*Work item*. Before you return the lines below, strip out any images and keep every word as written.

Saved entries
══════════════════════════════

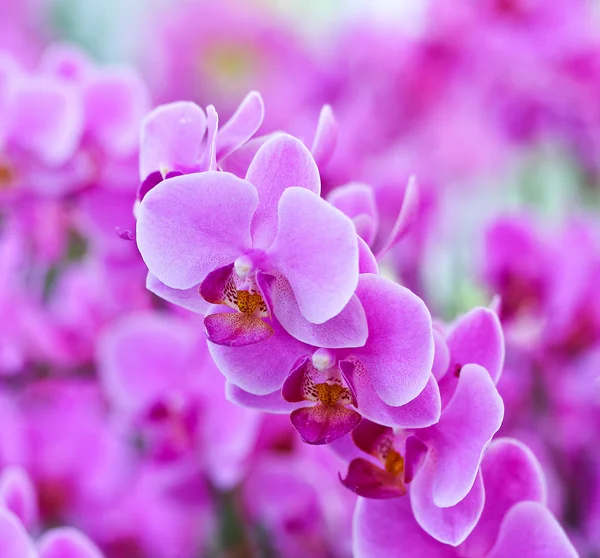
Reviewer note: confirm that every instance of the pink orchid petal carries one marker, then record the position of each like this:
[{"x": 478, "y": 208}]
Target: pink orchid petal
[
  {"x": 292, "y": 387},
  {"x": 424, "y": 410},
  {"x": 14, "y": 540},
  {"x": 17, "y": 494},
  {"x": 511, "y": 474},
  {"x": 467, "y": 425},
  {"x": 317, "y": 252},
  {"x": 406, "y": 217},
  {"x": 230, "y": 431},
  {"x": 172, "y": 138},
  {"x": 240, "y": 128},
  {"x": 398, "y": 355},
  {"x": 449, "y": 525},
  {"x": 269, "y": 403},
  {"x": 387, "y": 528},
  {"x": 477, "y": 338},
  {"x": 529, "y": 529},
  {"x": 322, "y": 424},
  {"x": 115, "y": 103},
  {"x": 208, "y": 161},
  {"x": 239, "y": 161},
  {"x": 280, "y": 163},
  {"x": 235, "y": 329},
  {"x": 357, "y": 200},
  {"x": 347, "y": 329},
  {"x": 189, "y": 299},
  {"x": 191, "y": 224},
  {"x": 366, "y": 260},
  {"x": 415, "y": 453},
  {"x": 370, "y": 481},
  {"x": 261, "y": 368},
  {"x": 441, "y": 356},
  {"x": 326, "y": 137},
  {"x": 66, "y": 542}
]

══════════════════════════════

*Solution to this problem*.
Reviewer note: confirm that every instance of the pink orchid petal carries one marker, then record the position of each like this:
[{"x": 478, "y": 208}]
Target: pink orchid petal
[
  {"x": 292, "y": 387},
  {"x": 424, "y": 410},
  {"x": 14, "y": 540},
  {"x": 17, "y": 494},
  {"x": 511, "y": 474},
  {"x": 467, "y": 425},
  {"x": 317, "y": 252},
  {"x": 406, "y": 217},
  {"x": 230, "y": 431},
  {"x": 172, "y": 138},
  {"x": 240, "y": 128},
  {"x": 398, "y": 355},
  {"x": 449, "y": 525},
  {"x": 269, "y": 403},
  {"x": 387, "y": 528},
  {"x": 477, "y": 338},
  {"x": 529, "y": 529},
  {"x": 322, "y": 424},
  {"x": 115, "y": 103},
  {"x": 208, "y": 161},
  {"x": 239, "y": 161},
  {"x": 280, "y": 163},
  {"x": 235, "y": 329},
  {"x": 357, "y": 200},
  {"x": 347, "y": 329},
  {"x": 189, "y": 299},
  {"x": 191, "y": 224},
  {"x": 366, "y": 260},
  {"x": 415, "y": 453},
  {"x": 370, "y": 481},
  {"x": 261, "y": 368},
  {"x": 441, "y": 356},
  {"x": 326, "y": 137},
  {"x": 66, "y": 542}
]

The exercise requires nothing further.